> _HOW TO COMPLETE THIS TASK_:
Print the entries that appear below, exactly as written and without their pictures.

Point-per-instance localization data:
------------------------------------
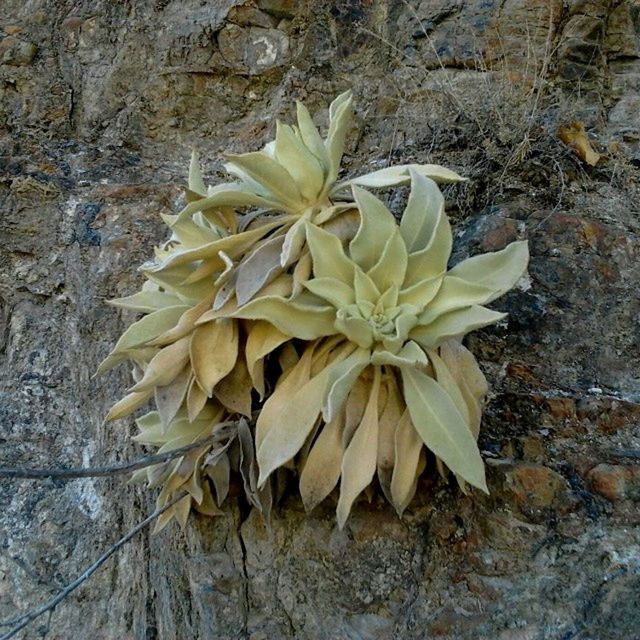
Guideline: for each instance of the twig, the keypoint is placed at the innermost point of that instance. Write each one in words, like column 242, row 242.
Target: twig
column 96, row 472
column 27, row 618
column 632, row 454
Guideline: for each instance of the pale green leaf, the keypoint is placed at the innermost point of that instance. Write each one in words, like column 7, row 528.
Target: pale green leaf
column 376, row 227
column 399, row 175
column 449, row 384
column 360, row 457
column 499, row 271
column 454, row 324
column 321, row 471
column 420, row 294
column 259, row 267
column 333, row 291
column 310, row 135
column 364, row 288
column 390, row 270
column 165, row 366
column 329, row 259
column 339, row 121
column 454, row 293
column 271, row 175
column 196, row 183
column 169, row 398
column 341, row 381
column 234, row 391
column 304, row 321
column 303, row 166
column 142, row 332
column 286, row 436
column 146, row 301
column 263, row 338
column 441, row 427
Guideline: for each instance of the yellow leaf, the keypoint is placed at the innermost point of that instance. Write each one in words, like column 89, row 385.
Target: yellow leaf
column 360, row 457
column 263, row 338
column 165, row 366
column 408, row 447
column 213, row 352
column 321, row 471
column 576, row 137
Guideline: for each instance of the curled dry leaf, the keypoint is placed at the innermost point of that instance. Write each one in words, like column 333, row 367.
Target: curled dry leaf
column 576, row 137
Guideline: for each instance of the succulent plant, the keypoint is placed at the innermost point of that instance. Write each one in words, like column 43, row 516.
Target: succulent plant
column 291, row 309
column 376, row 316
------------------------------------
> _ANSWER TO THIS EXERCISE_:
Guideline: for each instance of the twig, the keypoint is placed at the innermost point of that instance. Write each one in words, like column 242, row 242.
Target: twig
column 96, row 472
column 27, row 618
column 632, row 454
Guideline: for each instance of the pale green leaf, the keypoint is placed at the innermost point of that instance. Write each one in words, like column 7, row 528.
Target: pale green leaf
column 376, row 227
column 399, row 175
column 449, row 384
column 360, row 457
column 499, row 271
column 454, row 324
column 321, row 471
column 420, row 294
column 259, row 267
column 333, row 291
column 310, row 135
column 364, row 288
column 390, row 270
column 165, row 366
column 329, row 259
column 339, row 121
column 454, row 293
column 271, row 175
column 196, row 183
column 169, row 398
column 341, row 381
column 234, row 391
column 304, row 321
column 303, row 166
column 142, row 332
column 286, row 436
column 146, row 301
column 263, row 338
column 441, row 427
Guideline: for each instance of the yellow leaf, the keypoint is placed at the innermost point of that instance. Write each one in words, like column 89, row 385.
Target: yellow leaf
column 360, row 457
column 263, row 338
column 165, row 366
column 408, row 447
column 213, row 352
column 321, row 471
column 576, row 137
Guideline: for each instance of the curled dry leaf, the keypoint is placed at the innermost point of that instance. Write each one in words, like column 333, row 367.
Target: curled dry leaf
column 576, row 137
Guideline: for each instance of the succulent plant, the keypoint is placed at the innermost point of that instance. Write each one in words, like column 43, row 516.
Target: succulent plant
column 291, row 309
column 376, row 316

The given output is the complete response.